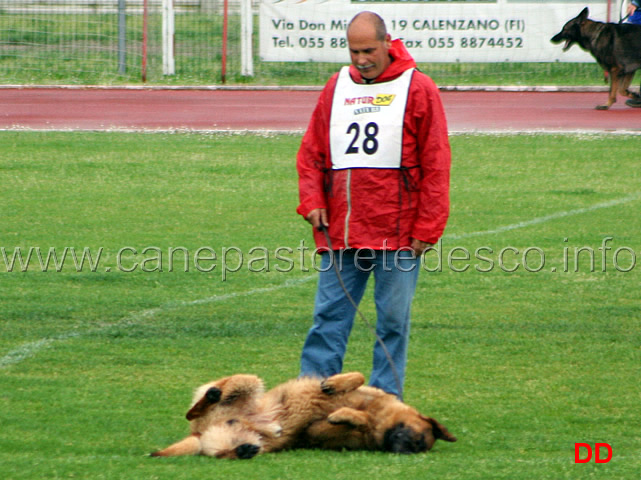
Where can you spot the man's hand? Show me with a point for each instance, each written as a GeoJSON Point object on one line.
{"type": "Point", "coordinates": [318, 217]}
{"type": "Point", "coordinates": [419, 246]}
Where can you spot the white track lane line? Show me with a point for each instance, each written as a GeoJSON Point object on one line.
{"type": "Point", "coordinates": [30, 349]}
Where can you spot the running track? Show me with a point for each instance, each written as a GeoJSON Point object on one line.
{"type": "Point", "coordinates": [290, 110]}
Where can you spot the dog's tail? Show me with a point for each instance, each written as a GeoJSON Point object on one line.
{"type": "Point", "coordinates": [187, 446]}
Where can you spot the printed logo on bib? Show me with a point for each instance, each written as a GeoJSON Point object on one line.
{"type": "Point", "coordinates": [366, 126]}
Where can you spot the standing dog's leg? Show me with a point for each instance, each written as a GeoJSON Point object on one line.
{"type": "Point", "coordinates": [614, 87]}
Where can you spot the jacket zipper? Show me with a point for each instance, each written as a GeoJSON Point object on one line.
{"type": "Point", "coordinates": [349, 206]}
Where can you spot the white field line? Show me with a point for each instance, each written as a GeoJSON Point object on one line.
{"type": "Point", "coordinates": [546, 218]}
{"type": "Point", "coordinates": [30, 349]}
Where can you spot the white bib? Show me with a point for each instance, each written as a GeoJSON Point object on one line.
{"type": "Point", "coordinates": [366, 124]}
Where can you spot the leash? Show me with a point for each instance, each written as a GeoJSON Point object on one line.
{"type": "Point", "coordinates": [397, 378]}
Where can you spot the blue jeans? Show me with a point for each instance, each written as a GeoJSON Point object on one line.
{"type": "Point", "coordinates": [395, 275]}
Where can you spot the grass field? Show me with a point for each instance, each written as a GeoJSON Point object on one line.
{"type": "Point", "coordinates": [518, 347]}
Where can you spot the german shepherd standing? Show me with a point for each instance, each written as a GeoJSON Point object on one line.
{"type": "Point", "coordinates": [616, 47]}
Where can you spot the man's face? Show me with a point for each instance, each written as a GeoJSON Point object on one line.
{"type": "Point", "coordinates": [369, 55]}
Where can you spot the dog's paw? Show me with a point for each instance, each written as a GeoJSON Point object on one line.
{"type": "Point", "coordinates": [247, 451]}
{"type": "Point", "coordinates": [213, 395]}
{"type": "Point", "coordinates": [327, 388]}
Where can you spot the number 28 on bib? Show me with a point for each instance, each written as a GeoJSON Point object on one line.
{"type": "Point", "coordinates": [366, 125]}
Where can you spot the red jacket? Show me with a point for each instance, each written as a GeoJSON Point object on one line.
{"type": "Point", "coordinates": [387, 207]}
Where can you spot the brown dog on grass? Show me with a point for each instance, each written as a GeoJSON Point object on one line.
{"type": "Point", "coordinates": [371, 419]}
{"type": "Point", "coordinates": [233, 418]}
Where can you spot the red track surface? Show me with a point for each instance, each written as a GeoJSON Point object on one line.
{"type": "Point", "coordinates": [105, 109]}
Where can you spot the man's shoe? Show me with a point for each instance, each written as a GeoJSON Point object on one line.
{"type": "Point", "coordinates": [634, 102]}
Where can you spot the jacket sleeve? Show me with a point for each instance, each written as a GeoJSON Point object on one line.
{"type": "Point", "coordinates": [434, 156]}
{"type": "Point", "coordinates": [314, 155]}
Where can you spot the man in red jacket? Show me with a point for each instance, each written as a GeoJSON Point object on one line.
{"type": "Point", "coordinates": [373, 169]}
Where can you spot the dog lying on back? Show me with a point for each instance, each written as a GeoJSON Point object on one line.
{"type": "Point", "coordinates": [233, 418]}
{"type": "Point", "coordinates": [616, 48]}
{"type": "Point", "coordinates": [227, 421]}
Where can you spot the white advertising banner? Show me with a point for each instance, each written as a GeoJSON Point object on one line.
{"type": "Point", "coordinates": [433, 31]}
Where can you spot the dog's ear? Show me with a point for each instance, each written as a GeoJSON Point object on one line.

----

> _Required task_:
Please write out again every line from the one containing "Where can you spot the man in" through the final line, inclusive, with each coordinate in the answers shifted by -86 and all other text left unchanged.

> _Solution for this task_:
Where can you spot the man in red jacket? Show me with a point for each instance, each written as a GeoJSON Point object on one line.
{"type": "Point", "coordinates": [287, 83]}
Where can you spot the dog lying on back? Show me with a point for each instance, each written as a GeoJSON Point object on one line.
{"type": "Point", "coordinates": [147, 332]}
{"type": "Point", "coordinates": [530, -38]}
{"type": "Point", "coordinates": [141, 335]}
Where can you spot the white advertising banner? Show me with a point for each instance, each written as a GeoJSON Point object on one line.
{"type": "Point", "coordinates": [347, -55]}
Where can you spot the dog's ear? Show me with a point for each instance, each written as a GeoJSON Point object on one line.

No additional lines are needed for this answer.